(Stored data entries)
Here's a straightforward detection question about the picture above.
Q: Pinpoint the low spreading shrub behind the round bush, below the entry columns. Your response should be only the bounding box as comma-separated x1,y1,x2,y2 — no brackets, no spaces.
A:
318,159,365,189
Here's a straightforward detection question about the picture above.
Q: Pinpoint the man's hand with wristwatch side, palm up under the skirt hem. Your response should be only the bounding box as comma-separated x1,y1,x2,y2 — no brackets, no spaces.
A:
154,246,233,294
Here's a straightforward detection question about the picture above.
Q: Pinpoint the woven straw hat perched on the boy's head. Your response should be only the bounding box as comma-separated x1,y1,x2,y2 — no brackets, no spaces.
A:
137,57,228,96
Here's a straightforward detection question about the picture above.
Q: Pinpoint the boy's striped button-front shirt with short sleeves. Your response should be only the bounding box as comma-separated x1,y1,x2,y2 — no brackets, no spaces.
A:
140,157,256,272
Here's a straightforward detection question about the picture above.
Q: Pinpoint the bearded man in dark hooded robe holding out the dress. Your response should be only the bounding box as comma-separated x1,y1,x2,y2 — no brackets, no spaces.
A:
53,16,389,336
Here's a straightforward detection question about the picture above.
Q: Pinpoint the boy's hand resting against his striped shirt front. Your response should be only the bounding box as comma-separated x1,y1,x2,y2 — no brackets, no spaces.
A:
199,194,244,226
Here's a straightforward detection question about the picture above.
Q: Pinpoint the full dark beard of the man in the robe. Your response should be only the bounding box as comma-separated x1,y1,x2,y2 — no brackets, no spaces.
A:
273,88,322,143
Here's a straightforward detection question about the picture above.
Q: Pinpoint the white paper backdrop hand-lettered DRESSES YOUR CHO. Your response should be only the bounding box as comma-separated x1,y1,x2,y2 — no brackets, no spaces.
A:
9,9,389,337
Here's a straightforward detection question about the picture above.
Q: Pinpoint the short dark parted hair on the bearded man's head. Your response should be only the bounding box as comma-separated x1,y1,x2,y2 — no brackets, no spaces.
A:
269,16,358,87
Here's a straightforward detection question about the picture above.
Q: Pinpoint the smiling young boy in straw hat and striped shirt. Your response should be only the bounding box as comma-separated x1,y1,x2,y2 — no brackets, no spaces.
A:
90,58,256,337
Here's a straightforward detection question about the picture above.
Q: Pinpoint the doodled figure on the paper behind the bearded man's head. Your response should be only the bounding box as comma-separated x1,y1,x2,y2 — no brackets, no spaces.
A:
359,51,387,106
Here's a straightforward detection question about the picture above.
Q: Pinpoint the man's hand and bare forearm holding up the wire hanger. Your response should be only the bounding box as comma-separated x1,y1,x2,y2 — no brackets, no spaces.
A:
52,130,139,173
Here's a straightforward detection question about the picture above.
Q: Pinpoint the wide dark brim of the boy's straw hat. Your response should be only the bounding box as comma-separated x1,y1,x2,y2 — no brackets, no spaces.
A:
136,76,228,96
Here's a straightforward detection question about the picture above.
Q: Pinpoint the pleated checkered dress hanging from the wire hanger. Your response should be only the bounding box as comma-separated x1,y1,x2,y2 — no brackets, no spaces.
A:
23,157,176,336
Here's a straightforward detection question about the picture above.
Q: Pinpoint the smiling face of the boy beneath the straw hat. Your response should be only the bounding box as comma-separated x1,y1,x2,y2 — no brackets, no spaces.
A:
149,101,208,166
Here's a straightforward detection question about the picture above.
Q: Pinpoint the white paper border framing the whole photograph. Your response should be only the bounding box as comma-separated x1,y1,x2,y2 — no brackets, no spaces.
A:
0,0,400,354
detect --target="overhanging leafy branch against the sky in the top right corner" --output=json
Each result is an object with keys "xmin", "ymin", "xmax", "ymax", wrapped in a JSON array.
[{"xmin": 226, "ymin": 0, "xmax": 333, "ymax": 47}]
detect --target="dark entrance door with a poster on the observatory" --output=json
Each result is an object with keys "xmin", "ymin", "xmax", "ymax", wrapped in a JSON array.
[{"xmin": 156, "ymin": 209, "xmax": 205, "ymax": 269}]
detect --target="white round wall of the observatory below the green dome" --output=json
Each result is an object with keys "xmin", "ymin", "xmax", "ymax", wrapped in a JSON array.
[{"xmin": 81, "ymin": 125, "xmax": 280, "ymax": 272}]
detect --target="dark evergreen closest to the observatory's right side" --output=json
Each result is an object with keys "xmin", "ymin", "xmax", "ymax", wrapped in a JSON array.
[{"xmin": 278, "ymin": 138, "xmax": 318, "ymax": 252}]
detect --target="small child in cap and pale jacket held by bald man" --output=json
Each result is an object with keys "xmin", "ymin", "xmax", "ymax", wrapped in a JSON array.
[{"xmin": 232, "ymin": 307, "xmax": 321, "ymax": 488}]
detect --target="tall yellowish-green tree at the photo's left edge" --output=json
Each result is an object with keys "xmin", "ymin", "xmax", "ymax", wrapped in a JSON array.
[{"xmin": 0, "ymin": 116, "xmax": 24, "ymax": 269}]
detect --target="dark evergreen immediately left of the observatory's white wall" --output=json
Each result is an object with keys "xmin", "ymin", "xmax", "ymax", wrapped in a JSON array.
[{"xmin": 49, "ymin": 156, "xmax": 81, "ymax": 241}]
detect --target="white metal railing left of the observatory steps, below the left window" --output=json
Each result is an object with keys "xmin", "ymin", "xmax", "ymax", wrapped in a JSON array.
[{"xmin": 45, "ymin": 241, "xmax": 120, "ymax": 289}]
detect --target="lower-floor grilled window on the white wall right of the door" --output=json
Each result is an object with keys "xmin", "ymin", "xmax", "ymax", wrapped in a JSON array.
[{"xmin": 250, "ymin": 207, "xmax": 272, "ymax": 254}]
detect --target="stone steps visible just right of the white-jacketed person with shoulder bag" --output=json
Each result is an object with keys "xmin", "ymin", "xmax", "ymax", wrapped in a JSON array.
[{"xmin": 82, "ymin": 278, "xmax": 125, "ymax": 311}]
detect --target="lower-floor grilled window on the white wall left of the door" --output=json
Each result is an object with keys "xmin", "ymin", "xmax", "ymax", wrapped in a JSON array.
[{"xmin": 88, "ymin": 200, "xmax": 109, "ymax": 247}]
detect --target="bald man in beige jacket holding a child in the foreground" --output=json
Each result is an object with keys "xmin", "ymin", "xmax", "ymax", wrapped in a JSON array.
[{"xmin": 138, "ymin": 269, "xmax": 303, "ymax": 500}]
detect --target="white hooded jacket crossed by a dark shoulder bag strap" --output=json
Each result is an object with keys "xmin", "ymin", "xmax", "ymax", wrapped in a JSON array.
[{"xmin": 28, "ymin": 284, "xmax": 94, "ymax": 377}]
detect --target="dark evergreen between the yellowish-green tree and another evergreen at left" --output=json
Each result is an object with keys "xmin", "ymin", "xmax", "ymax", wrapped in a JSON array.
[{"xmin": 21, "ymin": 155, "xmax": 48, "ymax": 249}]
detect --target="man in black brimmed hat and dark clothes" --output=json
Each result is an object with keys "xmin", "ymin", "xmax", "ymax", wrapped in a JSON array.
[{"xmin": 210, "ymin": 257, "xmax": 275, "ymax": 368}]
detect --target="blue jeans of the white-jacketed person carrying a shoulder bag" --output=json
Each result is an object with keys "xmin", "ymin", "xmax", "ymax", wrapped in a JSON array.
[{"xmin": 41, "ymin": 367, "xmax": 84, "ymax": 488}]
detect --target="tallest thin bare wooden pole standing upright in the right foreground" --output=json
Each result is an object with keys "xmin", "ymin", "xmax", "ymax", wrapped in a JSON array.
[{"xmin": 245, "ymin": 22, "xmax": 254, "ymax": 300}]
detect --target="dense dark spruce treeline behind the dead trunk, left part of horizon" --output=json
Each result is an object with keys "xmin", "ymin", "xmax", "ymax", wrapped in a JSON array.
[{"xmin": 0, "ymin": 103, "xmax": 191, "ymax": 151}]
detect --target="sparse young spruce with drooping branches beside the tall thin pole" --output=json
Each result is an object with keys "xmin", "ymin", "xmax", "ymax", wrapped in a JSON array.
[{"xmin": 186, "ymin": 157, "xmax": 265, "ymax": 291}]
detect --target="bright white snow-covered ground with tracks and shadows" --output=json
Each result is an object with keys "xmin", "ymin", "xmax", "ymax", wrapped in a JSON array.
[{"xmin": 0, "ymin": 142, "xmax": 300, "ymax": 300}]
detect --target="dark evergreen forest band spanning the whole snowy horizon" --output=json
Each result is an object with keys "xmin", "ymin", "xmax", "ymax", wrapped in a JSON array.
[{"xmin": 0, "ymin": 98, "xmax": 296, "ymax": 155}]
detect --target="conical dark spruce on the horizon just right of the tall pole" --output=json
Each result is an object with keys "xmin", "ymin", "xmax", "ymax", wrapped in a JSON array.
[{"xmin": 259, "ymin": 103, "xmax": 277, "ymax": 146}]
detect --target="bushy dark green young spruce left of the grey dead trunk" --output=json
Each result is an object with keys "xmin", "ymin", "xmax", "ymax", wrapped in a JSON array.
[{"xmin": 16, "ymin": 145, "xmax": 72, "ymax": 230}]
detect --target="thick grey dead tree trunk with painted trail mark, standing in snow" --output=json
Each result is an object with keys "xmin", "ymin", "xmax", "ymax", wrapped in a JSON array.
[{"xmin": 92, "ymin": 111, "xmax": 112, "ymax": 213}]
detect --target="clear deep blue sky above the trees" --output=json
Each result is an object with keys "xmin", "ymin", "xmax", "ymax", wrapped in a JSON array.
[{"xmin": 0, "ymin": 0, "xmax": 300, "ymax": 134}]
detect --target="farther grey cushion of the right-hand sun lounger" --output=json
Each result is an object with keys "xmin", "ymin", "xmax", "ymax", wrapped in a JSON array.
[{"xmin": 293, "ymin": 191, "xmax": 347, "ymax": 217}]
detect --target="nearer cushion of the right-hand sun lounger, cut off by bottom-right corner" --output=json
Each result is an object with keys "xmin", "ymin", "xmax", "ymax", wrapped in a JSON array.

◆ What the task asks ◆
Count the lines of the entries above that contain the word "blue" and give only the number.

◆ Solution below ◆
2